◆ Extracted records
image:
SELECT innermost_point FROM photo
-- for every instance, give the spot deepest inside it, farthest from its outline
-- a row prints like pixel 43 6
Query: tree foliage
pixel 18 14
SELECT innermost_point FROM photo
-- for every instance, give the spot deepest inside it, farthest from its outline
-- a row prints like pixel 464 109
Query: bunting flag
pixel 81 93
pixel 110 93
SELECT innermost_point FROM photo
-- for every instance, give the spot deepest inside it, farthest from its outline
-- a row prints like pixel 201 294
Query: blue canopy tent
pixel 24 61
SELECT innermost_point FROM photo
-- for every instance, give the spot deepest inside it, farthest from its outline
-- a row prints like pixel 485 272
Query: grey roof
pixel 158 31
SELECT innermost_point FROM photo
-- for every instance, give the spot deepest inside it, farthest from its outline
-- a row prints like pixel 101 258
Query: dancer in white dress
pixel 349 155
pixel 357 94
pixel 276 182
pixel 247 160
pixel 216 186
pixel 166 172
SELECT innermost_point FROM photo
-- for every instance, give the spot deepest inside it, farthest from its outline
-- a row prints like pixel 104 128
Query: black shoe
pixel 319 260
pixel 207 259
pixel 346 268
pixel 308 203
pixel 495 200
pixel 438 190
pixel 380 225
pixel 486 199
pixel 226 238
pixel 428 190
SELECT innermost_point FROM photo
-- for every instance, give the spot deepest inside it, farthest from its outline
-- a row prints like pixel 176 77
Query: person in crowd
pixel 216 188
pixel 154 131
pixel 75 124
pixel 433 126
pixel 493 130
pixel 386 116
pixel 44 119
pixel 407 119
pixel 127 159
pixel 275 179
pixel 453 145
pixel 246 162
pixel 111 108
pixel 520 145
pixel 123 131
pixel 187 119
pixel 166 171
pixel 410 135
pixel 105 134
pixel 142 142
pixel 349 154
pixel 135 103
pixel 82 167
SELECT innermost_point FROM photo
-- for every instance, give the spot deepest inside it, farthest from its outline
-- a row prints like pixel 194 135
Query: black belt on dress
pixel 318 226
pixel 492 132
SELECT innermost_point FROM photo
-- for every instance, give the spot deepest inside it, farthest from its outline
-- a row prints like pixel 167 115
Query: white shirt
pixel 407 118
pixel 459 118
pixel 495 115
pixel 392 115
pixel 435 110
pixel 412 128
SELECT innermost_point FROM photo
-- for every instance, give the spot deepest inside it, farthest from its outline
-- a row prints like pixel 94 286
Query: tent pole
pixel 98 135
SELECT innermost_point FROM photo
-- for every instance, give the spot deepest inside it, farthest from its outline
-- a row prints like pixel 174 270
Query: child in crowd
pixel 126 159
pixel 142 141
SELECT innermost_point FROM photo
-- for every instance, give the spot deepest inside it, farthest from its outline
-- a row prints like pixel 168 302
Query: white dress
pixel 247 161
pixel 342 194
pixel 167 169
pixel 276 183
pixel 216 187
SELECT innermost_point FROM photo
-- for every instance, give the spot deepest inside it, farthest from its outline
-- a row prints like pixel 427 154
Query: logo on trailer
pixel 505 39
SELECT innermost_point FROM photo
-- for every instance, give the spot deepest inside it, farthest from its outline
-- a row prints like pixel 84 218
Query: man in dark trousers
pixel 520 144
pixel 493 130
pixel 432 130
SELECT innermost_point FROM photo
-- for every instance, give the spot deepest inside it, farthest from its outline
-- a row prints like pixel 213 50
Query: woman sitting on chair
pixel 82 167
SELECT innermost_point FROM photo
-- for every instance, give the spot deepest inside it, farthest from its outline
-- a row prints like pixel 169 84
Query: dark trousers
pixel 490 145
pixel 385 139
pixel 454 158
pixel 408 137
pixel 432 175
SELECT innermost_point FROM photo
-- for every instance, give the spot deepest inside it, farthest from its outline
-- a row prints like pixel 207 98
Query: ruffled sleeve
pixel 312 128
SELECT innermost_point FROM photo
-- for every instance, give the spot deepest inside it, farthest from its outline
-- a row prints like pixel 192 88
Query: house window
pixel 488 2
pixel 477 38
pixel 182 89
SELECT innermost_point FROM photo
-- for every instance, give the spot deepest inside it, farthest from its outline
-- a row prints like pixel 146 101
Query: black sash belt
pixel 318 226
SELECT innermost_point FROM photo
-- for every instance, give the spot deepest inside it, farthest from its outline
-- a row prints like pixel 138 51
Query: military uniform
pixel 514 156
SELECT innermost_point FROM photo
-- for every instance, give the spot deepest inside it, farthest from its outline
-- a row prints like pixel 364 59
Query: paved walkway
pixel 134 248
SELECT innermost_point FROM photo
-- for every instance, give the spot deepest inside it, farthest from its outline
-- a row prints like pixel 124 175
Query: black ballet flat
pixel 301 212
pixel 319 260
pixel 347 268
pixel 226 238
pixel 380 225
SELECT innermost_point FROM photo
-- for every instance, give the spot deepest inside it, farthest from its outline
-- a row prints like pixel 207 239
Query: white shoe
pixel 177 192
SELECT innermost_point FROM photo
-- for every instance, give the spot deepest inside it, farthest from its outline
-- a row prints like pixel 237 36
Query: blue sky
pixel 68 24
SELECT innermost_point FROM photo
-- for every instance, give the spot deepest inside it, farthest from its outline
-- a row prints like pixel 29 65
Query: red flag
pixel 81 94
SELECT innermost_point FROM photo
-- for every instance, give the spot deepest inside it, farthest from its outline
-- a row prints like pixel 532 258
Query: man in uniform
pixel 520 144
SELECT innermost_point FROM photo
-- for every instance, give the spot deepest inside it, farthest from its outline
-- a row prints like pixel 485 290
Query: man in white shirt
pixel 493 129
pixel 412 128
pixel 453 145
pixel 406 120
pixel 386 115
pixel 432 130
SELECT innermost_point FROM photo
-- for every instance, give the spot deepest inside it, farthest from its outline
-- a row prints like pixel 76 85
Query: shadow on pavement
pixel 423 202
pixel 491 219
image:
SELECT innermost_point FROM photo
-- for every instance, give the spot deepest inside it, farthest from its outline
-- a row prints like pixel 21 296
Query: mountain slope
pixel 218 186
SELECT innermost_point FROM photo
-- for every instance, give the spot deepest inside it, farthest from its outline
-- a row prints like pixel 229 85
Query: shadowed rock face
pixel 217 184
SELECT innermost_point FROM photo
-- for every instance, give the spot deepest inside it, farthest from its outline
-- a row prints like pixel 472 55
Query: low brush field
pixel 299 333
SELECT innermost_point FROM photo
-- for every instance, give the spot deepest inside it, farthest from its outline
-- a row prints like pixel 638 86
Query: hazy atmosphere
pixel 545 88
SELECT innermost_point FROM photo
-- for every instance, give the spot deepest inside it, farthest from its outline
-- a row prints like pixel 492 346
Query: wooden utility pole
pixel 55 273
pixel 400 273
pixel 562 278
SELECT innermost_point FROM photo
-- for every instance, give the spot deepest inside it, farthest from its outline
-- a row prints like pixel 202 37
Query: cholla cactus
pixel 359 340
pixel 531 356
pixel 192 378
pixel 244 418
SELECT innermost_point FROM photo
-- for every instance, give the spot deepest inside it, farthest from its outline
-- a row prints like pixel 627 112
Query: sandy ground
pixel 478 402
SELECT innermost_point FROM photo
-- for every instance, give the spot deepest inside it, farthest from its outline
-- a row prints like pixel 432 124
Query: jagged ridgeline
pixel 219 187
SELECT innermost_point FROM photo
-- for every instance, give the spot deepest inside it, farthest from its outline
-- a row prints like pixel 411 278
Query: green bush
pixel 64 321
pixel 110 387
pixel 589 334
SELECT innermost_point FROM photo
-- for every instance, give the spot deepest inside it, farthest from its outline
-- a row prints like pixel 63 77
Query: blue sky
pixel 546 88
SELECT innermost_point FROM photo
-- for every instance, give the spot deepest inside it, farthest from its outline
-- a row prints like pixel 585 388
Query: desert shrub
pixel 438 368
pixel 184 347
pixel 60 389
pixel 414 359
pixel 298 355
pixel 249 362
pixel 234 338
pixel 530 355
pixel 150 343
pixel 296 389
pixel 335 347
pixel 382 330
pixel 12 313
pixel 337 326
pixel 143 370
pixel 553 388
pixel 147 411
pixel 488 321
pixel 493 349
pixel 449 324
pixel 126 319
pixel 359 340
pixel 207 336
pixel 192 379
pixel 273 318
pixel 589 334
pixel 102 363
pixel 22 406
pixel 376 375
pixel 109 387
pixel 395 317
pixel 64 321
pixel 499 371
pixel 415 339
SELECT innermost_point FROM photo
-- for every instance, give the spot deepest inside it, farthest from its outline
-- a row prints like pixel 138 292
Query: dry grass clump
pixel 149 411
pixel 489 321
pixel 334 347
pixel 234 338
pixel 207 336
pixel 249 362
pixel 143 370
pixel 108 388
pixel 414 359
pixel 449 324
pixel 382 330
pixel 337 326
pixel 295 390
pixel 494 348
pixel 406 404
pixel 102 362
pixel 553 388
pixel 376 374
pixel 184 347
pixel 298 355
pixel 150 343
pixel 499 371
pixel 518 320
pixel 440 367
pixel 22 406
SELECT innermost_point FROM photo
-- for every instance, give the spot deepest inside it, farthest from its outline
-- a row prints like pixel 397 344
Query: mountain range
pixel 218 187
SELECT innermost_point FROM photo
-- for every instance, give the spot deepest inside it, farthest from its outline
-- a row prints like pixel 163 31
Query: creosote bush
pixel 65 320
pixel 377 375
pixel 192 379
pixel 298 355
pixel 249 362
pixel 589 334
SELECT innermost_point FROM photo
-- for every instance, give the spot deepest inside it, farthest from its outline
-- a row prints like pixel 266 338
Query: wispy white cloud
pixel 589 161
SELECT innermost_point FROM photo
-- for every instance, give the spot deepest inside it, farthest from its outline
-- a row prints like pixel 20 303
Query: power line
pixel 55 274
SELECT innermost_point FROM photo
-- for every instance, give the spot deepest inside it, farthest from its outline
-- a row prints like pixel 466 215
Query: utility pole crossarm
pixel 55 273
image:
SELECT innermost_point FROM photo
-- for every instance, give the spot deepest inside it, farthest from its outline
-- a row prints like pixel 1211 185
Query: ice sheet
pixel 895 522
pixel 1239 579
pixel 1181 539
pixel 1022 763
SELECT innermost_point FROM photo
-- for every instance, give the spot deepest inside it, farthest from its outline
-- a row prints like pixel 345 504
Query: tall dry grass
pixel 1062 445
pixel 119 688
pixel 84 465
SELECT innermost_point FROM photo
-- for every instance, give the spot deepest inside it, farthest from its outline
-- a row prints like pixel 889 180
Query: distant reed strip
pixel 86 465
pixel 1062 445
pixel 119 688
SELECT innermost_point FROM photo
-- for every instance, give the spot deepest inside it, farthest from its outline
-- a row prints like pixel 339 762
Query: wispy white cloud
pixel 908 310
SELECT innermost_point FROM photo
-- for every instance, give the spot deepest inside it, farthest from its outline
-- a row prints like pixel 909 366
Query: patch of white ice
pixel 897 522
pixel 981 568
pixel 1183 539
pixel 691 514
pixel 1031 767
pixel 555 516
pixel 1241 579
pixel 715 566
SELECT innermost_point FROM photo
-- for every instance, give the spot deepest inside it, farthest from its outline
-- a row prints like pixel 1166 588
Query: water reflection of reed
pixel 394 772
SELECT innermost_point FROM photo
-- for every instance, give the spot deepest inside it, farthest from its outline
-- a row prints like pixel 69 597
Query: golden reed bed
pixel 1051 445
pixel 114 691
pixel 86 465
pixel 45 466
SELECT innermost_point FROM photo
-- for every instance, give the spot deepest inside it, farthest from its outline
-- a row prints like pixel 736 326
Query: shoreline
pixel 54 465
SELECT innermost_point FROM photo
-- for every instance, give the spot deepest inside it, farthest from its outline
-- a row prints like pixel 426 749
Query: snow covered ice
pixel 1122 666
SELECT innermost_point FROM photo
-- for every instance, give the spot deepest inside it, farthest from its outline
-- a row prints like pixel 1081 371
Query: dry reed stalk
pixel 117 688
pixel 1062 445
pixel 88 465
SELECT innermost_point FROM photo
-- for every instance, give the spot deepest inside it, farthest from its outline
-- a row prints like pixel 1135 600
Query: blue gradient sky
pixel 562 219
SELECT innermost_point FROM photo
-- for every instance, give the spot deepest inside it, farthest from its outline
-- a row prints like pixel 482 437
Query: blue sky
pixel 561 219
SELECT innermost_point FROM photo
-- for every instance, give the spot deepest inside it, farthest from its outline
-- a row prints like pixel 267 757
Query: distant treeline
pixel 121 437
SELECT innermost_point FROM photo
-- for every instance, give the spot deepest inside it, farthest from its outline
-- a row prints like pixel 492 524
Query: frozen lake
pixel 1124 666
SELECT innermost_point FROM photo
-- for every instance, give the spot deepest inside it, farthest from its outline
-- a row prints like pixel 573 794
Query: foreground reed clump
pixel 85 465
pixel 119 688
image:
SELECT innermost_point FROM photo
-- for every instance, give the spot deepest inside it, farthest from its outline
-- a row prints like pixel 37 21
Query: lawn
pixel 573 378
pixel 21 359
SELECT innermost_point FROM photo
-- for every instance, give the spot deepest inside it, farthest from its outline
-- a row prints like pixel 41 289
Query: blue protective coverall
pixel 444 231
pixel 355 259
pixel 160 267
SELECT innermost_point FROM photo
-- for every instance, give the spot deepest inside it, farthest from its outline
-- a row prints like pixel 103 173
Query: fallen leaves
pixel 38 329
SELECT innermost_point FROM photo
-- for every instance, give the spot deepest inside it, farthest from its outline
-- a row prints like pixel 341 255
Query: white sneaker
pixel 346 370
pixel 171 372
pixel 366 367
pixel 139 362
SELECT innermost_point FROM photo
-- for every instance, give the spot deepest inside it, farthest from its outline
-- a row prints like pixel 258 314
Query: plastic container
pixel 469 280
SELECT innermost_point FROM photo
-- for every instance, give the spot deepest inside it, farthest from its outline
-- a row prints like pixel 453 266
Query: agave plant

◆ Task details
Extract each line of the data above that contains the string "pole". Matching is case-sensitive.

◆ The completed task
Query: tent pole
Query: wooden utility pole
Query: utility pole crossarm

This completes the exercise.